- Records for processing -
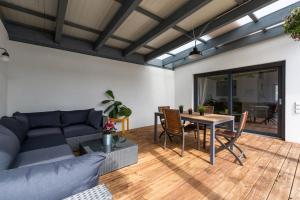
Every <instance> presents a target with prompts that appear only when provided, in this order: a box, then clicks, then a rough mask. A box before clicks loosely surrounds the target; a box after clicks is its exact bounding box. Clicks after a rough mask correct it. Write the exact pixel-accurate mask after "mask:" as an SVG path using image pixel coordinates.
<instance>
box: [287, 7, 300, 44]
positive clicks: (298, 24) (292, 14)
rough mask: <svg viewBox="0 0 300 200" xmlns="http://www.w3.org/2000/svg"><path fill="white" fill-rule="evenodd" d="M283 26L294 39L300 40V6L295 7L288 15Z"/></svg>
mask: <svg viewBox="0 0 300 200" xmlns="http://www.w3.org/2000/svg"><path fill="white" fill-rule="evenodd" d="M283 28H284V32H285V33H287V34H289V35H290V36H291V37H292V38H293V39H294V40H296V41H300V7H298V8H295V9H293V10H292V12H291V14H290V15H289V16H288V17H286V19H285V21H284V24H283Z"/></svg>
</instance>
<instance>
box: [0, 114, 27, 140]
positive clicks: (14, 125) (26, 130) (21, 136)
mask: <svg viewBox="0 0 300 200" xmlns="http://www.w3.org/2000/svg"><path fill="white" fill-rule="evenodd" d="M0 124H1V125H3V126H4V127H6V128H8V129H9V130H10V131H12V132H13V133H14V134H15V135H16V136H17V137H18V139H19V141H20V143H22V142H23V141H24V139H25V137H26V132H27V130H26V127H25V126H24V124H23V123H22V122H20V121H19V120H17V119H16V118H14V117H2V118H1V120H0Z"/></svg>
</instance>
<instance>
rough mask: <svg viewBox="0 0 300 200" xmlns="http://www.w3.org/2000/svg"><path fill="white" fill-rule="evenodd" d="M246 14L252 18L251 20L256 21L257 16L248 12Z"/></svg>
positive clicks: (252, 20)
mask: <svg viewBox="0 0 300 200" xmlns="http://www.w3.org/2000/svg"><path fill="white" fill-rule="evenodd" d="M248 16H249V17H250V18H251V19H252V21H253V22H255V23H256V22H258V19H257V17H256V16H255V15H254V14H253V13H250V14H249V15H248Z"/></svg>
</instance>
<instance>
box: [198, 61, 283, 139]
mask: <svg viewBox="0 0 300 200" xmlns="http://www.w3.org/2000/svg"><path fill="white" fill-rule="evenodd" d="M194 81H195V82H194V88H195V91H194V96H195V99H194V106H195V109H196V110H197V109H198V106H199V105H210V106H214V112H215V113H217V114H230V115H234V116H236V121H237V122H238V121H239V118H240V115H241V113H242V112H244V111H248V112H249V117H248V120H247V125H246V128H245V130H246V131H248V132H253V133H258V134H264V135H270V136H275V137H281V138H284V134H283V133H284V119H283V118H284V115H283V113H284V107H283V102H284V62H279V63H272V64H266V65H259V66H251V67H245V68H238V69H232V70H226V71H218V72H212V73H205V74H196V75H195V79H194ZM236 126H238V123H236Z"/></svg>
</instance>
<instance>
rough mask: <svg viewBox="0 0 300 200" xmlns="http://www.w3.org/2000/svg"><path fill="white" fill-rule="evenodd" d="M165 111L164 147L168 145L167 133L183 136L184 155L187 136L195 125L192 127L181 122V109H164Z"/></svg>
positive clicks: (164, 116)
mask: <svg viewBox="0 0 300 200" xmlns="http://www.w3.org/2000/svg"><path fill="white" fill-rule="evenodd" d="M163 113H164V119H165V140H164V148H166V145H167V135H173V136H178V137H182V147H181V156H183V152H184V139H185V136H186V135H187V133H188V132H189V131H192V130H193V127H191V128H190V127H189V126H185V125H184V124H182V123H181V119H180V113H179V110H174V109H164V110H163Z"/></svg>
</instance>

- Task description -
Collect every line in the material above that contains the word "clicks", treating uppercase and lowercase letters as distinct.

- Expected output -
Every <instance> presents a target with prompts that appear only when provided, in this order: a box, then clicks, then a rough mask. A box before clicks loosely surrounds the target; a box after clicks is its exact bounding box. Clicks after a rough mask correct it. Write the exact pixel-accurate mask after "mask:" as an SVG path using image pixel coordinates.
positive clicks: (298, 24) (292, 14)
positive clicks: (14, 125) (26, 130) (21, 136)
positive clicks: (252, 20)
positive clicks: (164, 116)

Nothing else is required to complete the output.